## 課題
次の1.〜3.の記述が本文の内容と合っているかを判断し、それぞれ「はい」か「いいえ」で答えて、判断の決め手となる本文の語句を一字も変えずに引用してください。
1. 筆者はこの本を出版された直後に読んだ。
2. 山形浩生さんの批判が強烈だったため、議論が大きく盛り上がった。
3. 筆者はこの本の文章が難しすぎると感じている。

## 本文
┄┄┄┄┄┄

「「はだかの王様」の経済学」松尾匡

松尾匡さんに興味を持って、なぜかこの本を読んでみました。

「はだかの王様」の経済学

「はだかの王様」の経済学

実はこの本、出版当初、ネットの一部で、ちょっとした話題になった本です。
『はだかの王様の経済学』は戦慄すべき本である
山形浩生さんの、この批判があまりに強烈で、「はだか祭り」と呼ばれるほど議論が沸騰しました。そして、そんな「はだか祭り」から1年半も経った今頃になって、僕もようやく読みました。


なかなかおもしろかったです。数多くの違和感が残ったりもしたんですけど、でもよく出来てると思います。ただよくわからないのは、いったい誰が読むのだろうか?どういう読者を想定しているのだろうか?ということ。文章も平易にわかりやすく書いているんだけど、そもそもこんなことに興味を持って読もうとする人には、こんなくだいた表現じゃなくてもいいように思えるんですよね。むしろわかりやすくしすぎたために、誤解も生まれやすくなったような...。

┄┄┄┄┄┄

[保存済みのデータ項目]
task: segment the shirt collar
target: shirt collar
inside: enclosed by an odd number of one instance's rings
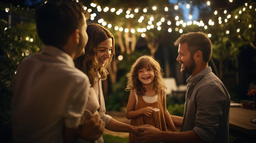
[[[211,68],[210,67],[208,67],[205,69],[203,70],[199,73],[197,73],[195,76],[192,77],[190,75],[187,79],[187,82],[195,83],[198,81],[206,73],[211,72]]]
[[[58,60],[74,67],[72,58],[63,50],[52,46],[45,46],[42,51],[41,54],[46,54],[56,57]]]

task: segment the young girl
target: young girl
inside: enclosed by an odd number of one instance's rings
[[[143,56],[132,66],[126,75],[126,91],[131,91],[126,109],[126,118],[131,124],[149,124],[162,131],[178,131],[166,108],[166,87],[159,64],[152,57]],[[129,143],[139,142],[138,136],[130,133]]]

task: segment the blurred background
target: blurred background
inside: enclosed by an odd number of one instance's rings
[[[90,13],[88,24],[100,24],[115,38],[115,58],[108,68],[107,79],[102,82],[107,111],[125,111],[130,93],[125,91],[125,75],[138,58],[149,54],[159,62],[165,73],[168,110],[171,114],[182,116],[189,76],[180,73],[180,65],[176,61],[178,47],[174,43],[189,32],[203,32],[211,41],[209,66],[226,86],[231,100],[240,102],[253,100],[246,94],[256,88],[254,0],[77,1]],[[44,46],[37,35],[34,14],[35,10],[47,2],[0,1],[1,142],[11,141],[11,81],[16,70],[24,58],[40,53]]]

┄┄┄┄┄┄

## 解答例
1. いいえ。『そんな「はだか祭り」から1年半も経った今頃になって、僕もようやく読みました』
2. はい。『山形浩生さんの、この批判があまりに強烈で、「はだか祭り」と呼ばれるほど議論が沸騰しました』
3. いいえ。『文章も平易にわかりやすく書いているんだけど』